▸ **Work instructions**:
1 - Answer these questions from the P-GenRM text:
(a) What number of prototypes is currently set?
(b) Which model is used for user embeddings?
(c) How many complete generation passes per sample does the optimal configuration require?
2 - Decide whether each statement agrees with the P-GenRM text. Answer yes or no, and quote the deciding words.
(a) An adaptive mechanism selects the number of prototypes.
(b) Ind-16+Pro-8 gets better results than Ind-32 with fewer total inference calls.
(c) SynthesizeMe generates a new persona at each scoring step.
3 - Swap "recency" for "timing" in the P-GenRM text, and give the part starting at "Preference drift is" and ending at "warrants further investigation.".

▸ **Document passage**:
Evaluation chains as debuggable reward signals: Traditional reward models output a scalar with no explanation of why a response scores highly. P-GenRM outputs the complete reasoning process (persona → rubric → item-by-item scoring), allowing users and developers to inspect each step for correctness—this is especially valuable for the highly subjective nature of personalized scoring.
Collaborative filtering transplanted into RLHF: The core assumption of recommender systems—"similar users share similar preferences"—has historically been confined to the recommendation domain. This paper is the first to introduce it into reward modeling, addressing the cold-start problem through user prototype clustering and prototype-based transfer. This idea is transferable to any scenario requiring personalized evaluation (e.g., personalized summarization, personalized educational feedback).
Quality over quantity in test-time scaling: Simply increasing individual sampling count (Ind-32) is less effective than combining individual and prototype scaling (Ind-16+Pro-8), which achieves better results with fewer total inference calls. This demonstrates that diversity (incorporating the perspectives of different users) is more valuable than repetition (multiple samples from the same user).
Clear progressive logic in three-stage training: SFT teaches format and basic capability → RL develops deep reasoning ability → curriculum learning improves discrimination of hard samples. Each stage addresses a specific bottleneck left by the previous one, rather than merely stacking components.

Limitations & Future Work¶

Prototype count requires manual selection: The number of prototypes is currently set to 50 via PCA variance retention analysis, without an adaptive mechanism. The optimal number of prototypes may vary substantially across different data distributions.
Inference cost remains high: The optimal configuration (Ind-16+Pro-8) requires 24 complete generation passes per sample. Although the authors report lower latency than the previous SOTA, this remains demanding for real-time conversational applications.
Preference drift is not modeled: User preferences evolve over time (short-term vs. long-term preferences), but the current framework randomly samples from interaction history without accounting for recency, making it unable to capture preference change trends.
Evaluation benchmarks are limited: Evaluation is primarily conducted on PersonalRewardBench (Chatbot Arena + PRISM) and LaMP-QA; validation on real production-level personalized dialogue systems is lacking.
The embedding model for prototype refinement is fixed: Qwen3-Embedding-0.6B is used for user embeddings, but whether this embedding truly captures "preference similarity" rather than "textual similarity" warrants further investigation.

vs. SynthesizeMe: SynthesizeMe synthesizes a static persona from historical preferences and uses it as a prompt; PSI in this paper dynamically generates a context-adaptive persona at each scoring step. P-GenRM consistently outperforms SynthesizeMe across all base models, with larger margins on smaller models.

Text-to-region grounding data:
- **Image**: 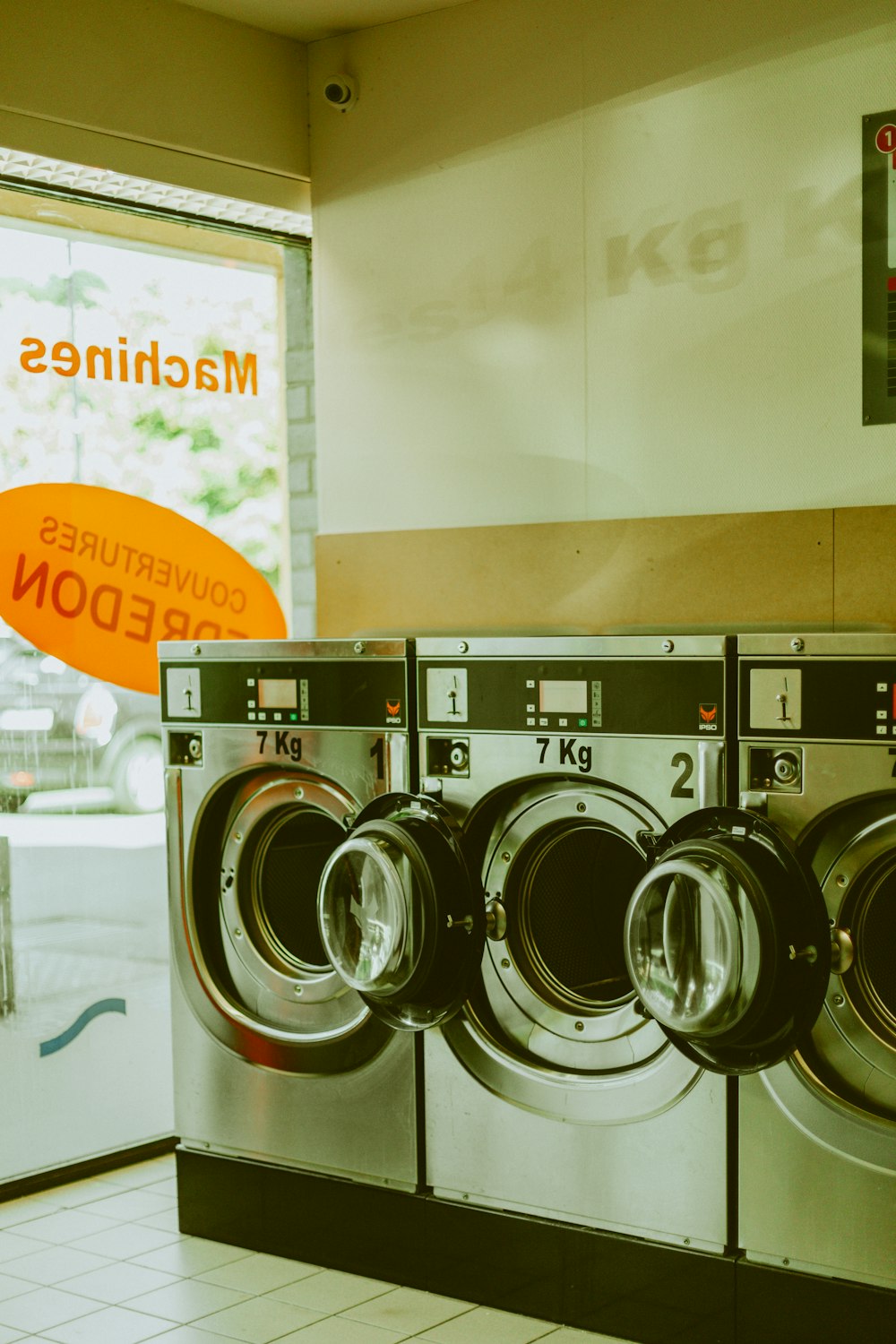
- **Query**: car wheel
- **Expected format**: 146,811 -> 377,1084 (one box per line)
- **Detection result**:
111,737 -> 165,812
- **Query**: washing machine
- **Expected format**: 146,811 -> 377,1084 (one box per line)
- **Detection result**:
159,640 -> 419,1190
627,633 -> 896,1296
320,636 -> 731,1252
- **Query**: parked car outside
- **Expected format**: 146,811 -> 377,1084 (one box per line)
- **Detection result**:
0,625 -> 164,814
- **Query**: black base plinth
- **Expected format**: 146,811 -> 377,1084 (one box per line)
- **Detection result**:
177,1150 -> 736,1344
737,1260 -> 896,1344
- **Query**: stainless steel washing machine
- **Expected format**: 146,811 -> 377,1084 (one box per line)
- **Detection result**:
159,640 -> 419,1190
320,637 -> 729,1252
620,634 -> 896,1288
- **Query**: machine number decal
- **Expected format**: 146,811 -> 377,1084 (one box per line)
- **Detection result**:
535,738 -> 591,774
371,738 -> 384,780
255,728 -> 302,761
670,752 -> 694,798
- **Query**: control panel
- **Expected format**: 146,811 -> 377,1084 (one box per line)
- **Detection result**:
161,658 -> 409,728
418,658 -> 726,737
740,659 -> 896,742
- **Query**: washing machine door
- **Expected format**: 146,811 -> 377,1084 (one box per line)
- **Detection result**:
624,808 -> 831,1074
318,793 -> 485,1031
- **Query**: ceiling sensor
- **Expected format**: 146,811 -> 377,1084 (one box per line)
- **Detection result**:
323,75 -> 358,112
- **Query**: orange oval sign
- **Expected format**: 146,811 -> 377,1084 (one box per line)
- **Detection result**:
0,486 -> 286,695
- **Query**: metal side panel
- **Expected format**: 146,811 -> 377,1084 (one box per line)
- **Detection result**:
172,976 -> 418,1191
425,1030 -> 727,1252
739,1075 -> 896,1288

▸ **Responses per task**:
1 -
(a) 50
(b) Qwen3-Embedding-0.6B
(c) 24

2 -
(a) No: "without an adaptive mechanism"
(b) Yes: "which achieves better results with fewer total inference calls"
(c) No: "SynthesizeMe synthesizes a static persona from historical preferences and uses it as a prompt"

3 -
Preference drift is not modeled: User preferences evolve over time (short-term vs. long-term preferences), but the current framework randomly samples from interaction history without accounting for timing, making it unable to capture preference change trends.
Evaluation benchmarks are limited: Evaluation is primarily conducted on PersonalRewardBench (Chatbot Arena + PRISM) and LaMP-QA; validation on real production-level personalized dialogue systems is lacking.
The embedding model for prototype refinement is fixed: Qwen3-Embedding-0.6B is used for user embeddings, but whether this embedding truly captures "preference similarity" rather than "textual similarity" warrants further investigation.